Copy the records below exactly, leaving out any pictures.

MATERIAL SHOWN:
-----

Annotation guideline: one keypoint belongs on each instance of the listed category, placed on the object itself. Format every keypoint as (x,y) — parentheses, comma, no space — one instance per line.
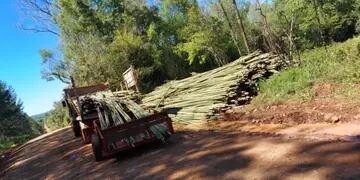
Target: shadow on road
(200,154)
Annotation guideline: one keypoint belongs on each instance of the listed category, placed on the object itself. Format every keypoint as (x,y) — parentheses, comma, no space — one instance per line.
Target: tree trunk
(241,27)
(230,26)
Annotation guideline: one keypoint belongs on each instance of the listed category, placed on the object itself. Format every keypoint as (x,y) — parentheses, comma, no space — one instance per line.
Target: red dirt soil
(203,154)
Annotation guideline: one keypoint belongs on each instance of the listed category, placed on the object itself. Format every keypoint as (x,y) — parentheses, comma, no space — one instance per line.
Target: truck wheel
(96,145)
(76,128)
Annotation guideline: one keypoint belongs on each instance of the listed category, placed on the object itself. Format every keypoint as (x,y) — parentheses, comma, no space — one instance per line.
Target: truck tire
(96,145)
(76,128)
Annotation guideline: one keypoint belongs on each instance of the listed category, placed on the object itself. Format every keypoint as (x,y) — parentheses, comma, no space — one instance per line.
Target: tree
(241,27)
(57,117)
(13,121)
(54,67)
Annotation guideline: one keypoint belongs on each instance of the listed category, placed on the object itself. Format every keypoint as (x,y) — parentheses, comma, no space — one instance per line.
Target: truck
(110,141)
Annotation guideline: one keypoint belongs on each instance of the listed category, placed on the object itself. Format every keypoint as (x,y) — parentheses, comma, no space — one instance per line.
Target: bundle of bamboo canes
(205,95)
(117,108)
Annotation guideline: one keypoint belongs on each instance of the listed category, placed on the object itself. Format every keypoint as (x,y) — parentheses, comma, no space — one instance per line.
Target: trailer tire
(76,128)
(96,146)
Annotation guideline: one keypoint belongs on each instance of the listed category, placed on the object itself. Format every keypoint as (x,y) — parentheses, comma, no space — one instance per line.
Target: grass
(338,63)
(7,143)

-----

EXERCISE SOLUTION:
Annotation guideline: one keypoint belongs on each instance of the listed category, placed on the object itself. Format every keypoint as (x,y) — parentheses, comma, no space — one instance per line.
Target: shadow on road
(200,154)
Annotation guideline: one keypoint belongs on each instance of the listed category, placed on the object itself. Format every keypoint as (x,y) — parentheses, comma, no space — one instance per line.
Target: tree trunk
(241,27)
(230,26)
Annotation guideline: one keypoint belongs on each instance of the listed category, placed on the object itself. Format every keypoint as (x,y) — parentheses, comma, no space — one instance per line.
Target: red dirt soil
(203,154)
Annotation guideline: one keypoint belongs on each instance of the listed category, placed on the object itself. Format every keypoint as (x,y) — parentheses, comma, no space — one instance per line.
Target: truck wheel
(96,145)
(76,128)
Annotation guideline: one keypoint belongs on each instance of the listed category, placed on the object itself. Format every keypoint as (x,y) — parentheses, comma, no space — one instance per line.
Target: truck tire
(96,145)
(76,128)
Annotation guideline: one keypoint belongs on each instance of the listed category, placed on the object itself. Format every keypoint as (x,y) — parentheses, comma, no space — one instance per line.
Target: tree
(241,27)
(57,117)
(13,121)
(54,67)
Annotation guideline: one keypoint belongs on each instance of the listed category, placed on the object itself. Format every keypoint as (x,y) — parentheses, comma, no space — one instance per line.
Target: truck
(110,141)
Annotation guideline: one keypoint belongs on each instance of the listed category, placed on the object itself. Format every keypoint as (x,y) — parentheses, comma, no space — one instance per line.
Target: bundle of bamboo canes
(205,95)
(117,108)
Annotation guideline: one keypoint belongs on each instance of the listed category, placed on the object itself. Format every keypoint as (x,y) — parentheses, comma, no space — one instance per line.
Target: trailer tire
(76,128)
(96,146)
Annotation guideline: one keypoint belongs on each instance of the listed category, placed on the object itself. Format every keypoint as (x,y) — parentheses, comma, no space — one instance per line.
Target: grass
(338,63)
(7,143)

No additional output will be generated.